◆ Problem requirements: Rewrite every line of the entries below as a Markdown table with two columns, No. and Text, giving each row a number and skipping blank lines. Omit the pictures.

◆ Source records:
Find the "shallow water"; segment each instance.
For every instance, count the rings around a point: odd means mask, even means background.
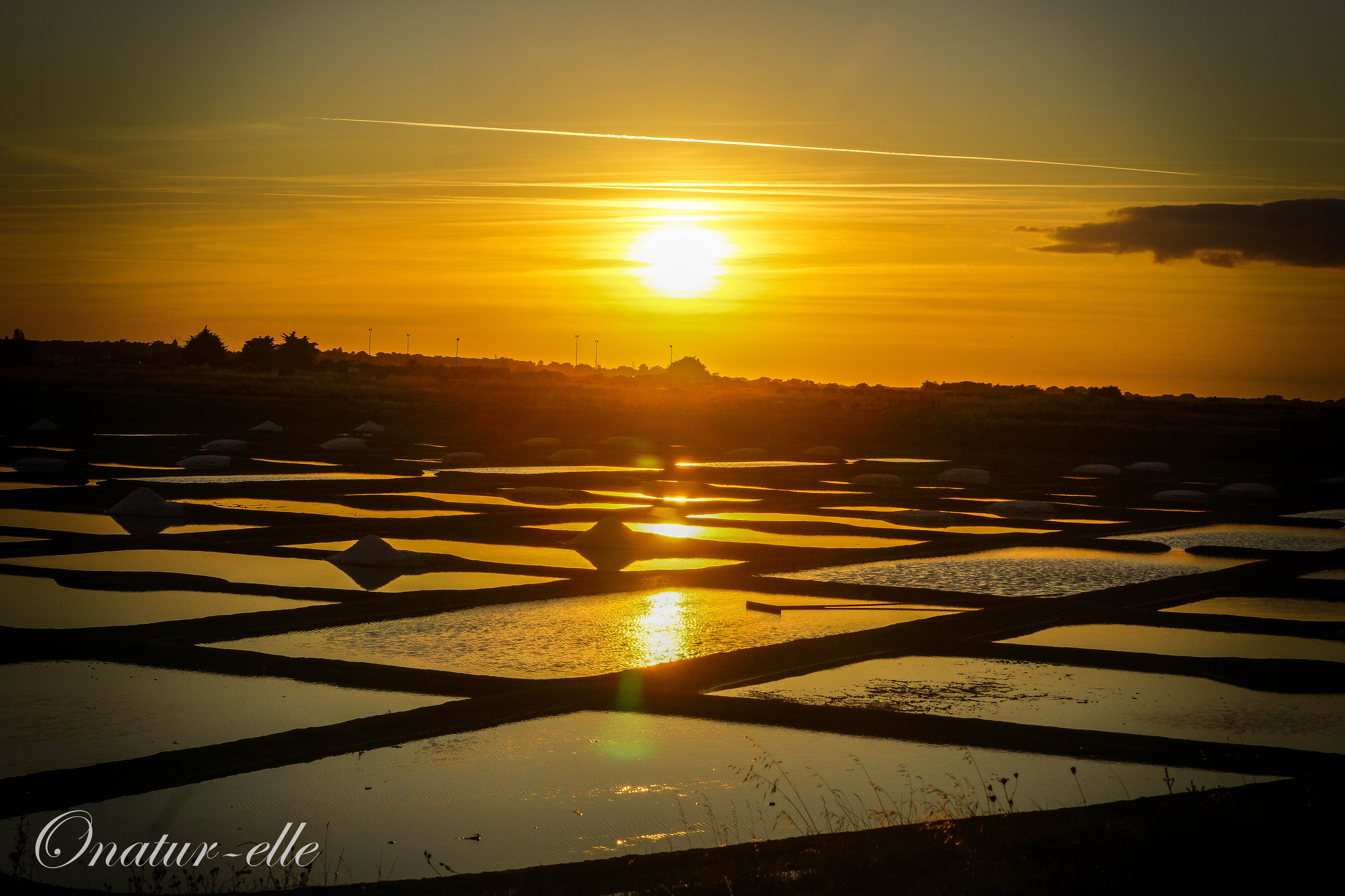
[[[1083,594],[1174,575],[1209,572],[1239,563],[1243,562],[1197,557],[1180,551],[1115,553],[1085,548],[1002,548],[947,557],[877,560],[777,572],[772,576],[1032,598]]]
[[[23,529],[50,529],[79,532],[82,535],[145,535],[149,532],[223,532],[225,529],[256,529],[256,525],[179,523],[186,517],[132,516],[112,517],[102,513],[67,513],[65,510],[26,510],[0,508],[0,525]]]
[[[603,501],[578,501],[570,504],[529,504],[515,501],[508,494],[444,494],[441,492],[379,492],[378,494],[410,494],[417,498],[444,501],[447,504],[499,504],[503,506],[543,508],[550,510],[584,509],[584,510],[625,510],[629,508],[650,506],[648,504],[609,504]],[[599,494],[607,494],[600,492]],[[356,497],[356,496],[351,496]]]
[[[798,610],[771,614],[748,610],[748,600],[777,603],[780,598],[721,588],[650,588],[469,607],[432,617],[293,631],[214,646],[286,657],[551,678],[861,631],[947,613]]]
[[[347,567],[327,560],[268,557],[253,553],[217,551],[98,551],[48,557],[0,560],[44,570],[106,570],[121,572],[183,572],[214,576],[226,582],[296,586],[308,588],[348,588],[366,591],[422,591],[432,588],[499,588],[530,582],[555,582],[531,575],[500,572],[428,572],[421,567]],[[351,576],[359,576],[356,582]]]
[[[709,541],[738,541],[744,544],[780,544],[794,548],[898,548],[905,544],[924,544],[911,539],[876,539],[866,535],[776,535],[753,532],[728,525],[679,525],[675,523],[627,523],[628,529],[666,535],[670,539],[705,539]],[[529,529],[582,532],[592,523],[551,523],[530,525]]]
[[[1329,660],[1345,662],[1345,643],[1278,634],[1236,634],[1162,629],[1158,626],[1084,625],[1046,629],[1002,643],[1034,643],[1048,647],[1087,647],[1163,653],[1173,657],[1245,657],[1251,660]]]
[[[744,770],[760,774],[764,758],[780,763],[808,794],[820,817],[829,791],[811,787],[820,775],[863,801],[878,801],[857,758],[892,801],[892,821],[936,819],[983,810],[982,775],[1018,772],[1018,809],[1076,806],[1166,793],[1163,770],[1104,764],[1063,756],[968,752],[955,747],[855,737],[763,725],[639,713],[580,712],[432,737],[404,748],[370,750],[312,763],[269,768],[186,787],[83,806],[97,841],[270,841],[285,822],[308,826],[300,844],[328,852],[327,872],[340,854],[340,881],[433,876],[424,853],[460,873],[609,858],[668,849],[714,846],[713,819],[730,825],[729,842],[753,836],[804,833],[783,813],[792,807],[764,795]],[[974,759],[975,766],[968,760]],[[1076,778],[1069,768],[1077,768]],[[905,774],[902,771],[905,770]],[[1236,775],[1174,768],[1178,787],[1236,786]],[[998,785],[997,785],[998,786]],[[947,795],[931,793],[940,789]],[[246,795],[246,798],[241,798]],[[767,801],[777,806],[767,806]],[[959,811],[959,803],[966,809]],[[889,803],[884,803],[886,809]],[[32,829],[58,813],[39,813]],[[803,813],[798,813],[802,815]],[[330,829],[327,825],[330,823]],[[325,834],[324,834],[325,829]],[[82,834],[82,832],[79,832]],[[0,830],[0,834],[8,834]],[[480,836],[480,840],[463,840]],[[74,841],[74,836],[71,836]],[[7,841],[8,842],[8,841]],[[67,844],[58,842],[58,846]],[[75,842],[69,844],[78,849]],[[70,854],[74,854],[71,852]],[[382,865],[382,875],[378,865]],[[316,865],[321,880],[321,860]],[[117,873],[120,872],[120,873]],[[71,866],[44,880],[97,887],[125,885],[126,869]],[[86,879],[86,875],[89,877]]]
[[[1158,541],[1173,548],[1197,544],[1220,544],[1235,548],[1266,548],[1271,551],[1334,551],[1345,548],[1345,529],[1309,529],[1297,525],[1256,525],[1225,523],[1202,525],[1174,532],[1143,532],[1141,535],[1112,535],[1127,541]]]
[[[330,725],[460,699],[85,661],[0,666],[0,692],[7,701],[5,724],[0,727],[0,778]]]
[[[539,548],[527,544],[482,544],[477,541],[444,541],[441,539],[385,539],[398,551],[424,553],[452,553],[467,560],[484,563],[516,563],[521,566],[564,567],[570,570],[592,570],[593,563],[569,548]],[[291,544],[292,548],[312,548],[317,551],[344,551],[354,541],[323,541],[319,544]],[[707,567],[733,566],[741,560],[716,560],[713,557],[650,557],[632,560],[620,567],[625,572],[647,570],[703,570]]]
[[[15,629],[81,629],[129,626],[169,619],[262,610],[312,607],[327,600],[291,600],[254,594],[211,591],[100,591],[67,588],[51,579],[0,575],[0,626]]]
[[[1345,695],[1263,693],[1188,676],[900,657],[718,693],[1345,752]]]
[[[1345,622],[1345,603],[1309,600],[1306,598],[1209,598],[1161,613],[1209,613],[1215,615],[1255,617],[1259,619],[1299,619],[1302,622]]]
[[[428,516],[467,516],[471,510],[366,510],[364,508],[346,506],[330,501],[288,501],[276,498],[178,498],[179,504],[203,504],[206,506],[223,508],[229,510],[269,510],[278,513],[320,513],[321,516],[340,516],[350,519],[383,517],[383,519],[421,519]]]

◆ Written reply:
| No. | Text |
|---|---|
| 1 | Find the "shallow water"; segment each instance. |
| 2 | For every instance, count the rings around a point: odd means mask, even means background. |
| 3 | [[[1083,594],[1174,575],[1209,572],[1239,563],[1243,562],[1197,557],[1180,551],[1115,553],[1085,548],[1002,548],[947,557],[877,560],[777,572],[772,576],[1032,598]]] |
| 4 | [[[23,529],[50,529],[79,532],[82,535],[145,535],[149,532],[223,532],[225,529],[256,529],[256,525],[179,523],[186,517],[132,516],[112,517],[102,513],[67,513],[65,510],[26,510],[0,508],[0,525]]] |
| 5 | [[[603,501],[578,501],[570,504],[529,504],[515,501],[508,494],[444,494],[441,492],[379,492],[378,494],[410,494],[417,498],[444,501],[447,504],[499,504],[503,506],[543,508],[550,510],[584,509],[584,510],[625,510],[629,508],[650,506],[648,504],[609,504]],[[599,494],[607,494],[600,492]],[[356,497],[356,496],[351,496]]] |
| 6 | [[[798,610],[771,614],[748,610],[748,600],[777,603],[780,598],[721,588],[650,588],[469,607],[432,617],[293,631],[214,646],[286,657],[551,678],[861,631],[947,613]]] |
| 7 | [[[347,567],[327,560],[268,557],[253,553],[217,551],[98,551],[48,557],[0,560],[44,570],[106,570],[121,572],[183,572],[214,576],[226,582],[296,586],[308,588],[348,588],[366,591],[422,591],[432,588],[499,588],[530,582],[555,582],[531,575],[500,572],[428,572],[421,567]],[[351,576],[359,576],[356,582]]] |
| 8 | [[[709,541],[738,541],[744,544],[780,544],[794,548],[898,548],[905,544],[924,544],[911,539],[876,539],[866,535],[776,535],[753,532],[728,525],[679,525],[675,523],[627,523],[628,529],[666,535],[670,539],[705,539]],[[529,529],[582,532],[592,523],[551,523],[530,525]]] |
| 9 | [[[1329,660],[1345,662],[1345,643],[1278,634],[1236,634],[1162,629],[1158,626],[1084,625],[1046,629],[1002,643],[1034,643],[1048,647],[1087,647],[1163,653],[1173,657],[1245,657],[1251,660]]] |
| 10 | [[[744,770],[760,774],[764,758],[780,763],[808,794],[820,817],[829,791],[811,787],[820,775],[863,801],[878,801],[857,758],[892,801],[892,821],[936,819],[983,810],[982,775],[1018,772],[1018,809],[1076,806],[1166,793],[1163,770],[1104,764],[1063,756],[968,752],[955,747],[855,737],[763,725],[639,713],[580,712],[432,737],[404,748],[370,750],[312,763],[269,768],[186,787],[83,806],[97,841],[270,841],[285,822],[308,826],[300,844],[328,852],[327,872],[340,854],[340,881],[433,876],[424,853],[460,873],[609,858],[668,849],[714,846],[713,819],[730,825],[729,842],[753,836],[804,833],[783,813],[792,807],[764,795]],[[974,759],[975,766],[968,760]],[[1076,778],[1069,768],[1077,768]],[[905,774],[902,771],[905,770]],[[1236,775],[1174,768],[1178,787],[1236,786]],[[998,785],[997,785],[998,786]],[[947,795],[931,793],[940,789]],[[246,795],[246,798],[241,798]],[[767,801],[777,806],[767,806]],[[959,811],[959,803],[966,809]],[[889,803],[884,803],[886,809]],[[32,829],[58,813],[39,813]],[[803,813],[798,813],[802,815]],[[330,829],[327,825],[330,823]],[[325,834],[324,834],[325,829]],[[82,834],[82,832],[79,832]],[[0,830],[0,834],[8,834]],[[480,836],[480,840],[463,840]],[[74,841],[74,836],[71,836]],[[7,841],[8,842],[8,841]],[[67,844],[58,842],[58,846]],[[75,842],[69,844],[78,849]],[[70,854],[74,854],[71,852]],[[382,865],[382,875],[378,865]],[[316,865],[321,880],[321,860]],[[117,873],[120,872],[120,873]],[[71,866],[44,880],[97,887],[125,885],[126,869]],[[86,879],[86,875],[89,877]]] |
| 11 | [[[1158,541],[1173,548],[1197,544],[1220,544],[1235,548],[1266,548],[1271,551],[1334,551],[1345,548],[1345,529],[1309,529],[1297,525],[1256,525],[1225,523],[1202,525],[1174,532],[1143,532],[1141,535],[1112,535],[1127,541]]] |
| 12 | [[[330,725],[460,699],[85,661],[0,666],[0,692],[7,701],[5,724],[0,727],[0,778]]] |
| 13 | [[[539,548],[527,544],[482,544],[477,541],[444,541],[441,539],[385,539],[398,551],[424,553],[452,553],[467,560],[484,563],[516,563],[521,566],[564,567],[570,570],[592,570],[593,563],[569,548]],[[291,544],[292,548],[312,548],[317,551],[344,551],[354,541],[323,541],[319,544]],[[707,567],[733,566],[741,560],[716,560],[713,557],[650,557],[632,560],[620,567],[625,572],[647,570],[703,570]]] |
| 14 | [[[15,629],[81,629],[129,626],[169,619],[262,610],[312,607],[327,600],[291,600],[254,594],[211,591],[100,591],[67,588],[51,579],[0,575],[0,626]]] |
| 15 | [[[1345,695],[1263,693],[1188,676],[900,657],[718,693],[1345,752]]] |
| 16 | [[[1345,622],[1345,603],[1309,600],[1306,598],[1209,598],[1161,613],[1209,613],[1215,615],[1255,617],[1259,619],[1299,619],[1302,622]]] |
| 17 | [[[428,516],[467,516],[471,510],[366,510],[364,508],[346,506],[330,501],[288,501],[276,498],[178,498],[179,504],[203,504],[206,506],[223,508],[229,510],[269,510],[278,513],[320,513],[321,516],[340,516],[350,519],[383,517],[383,519],[421,519]]] |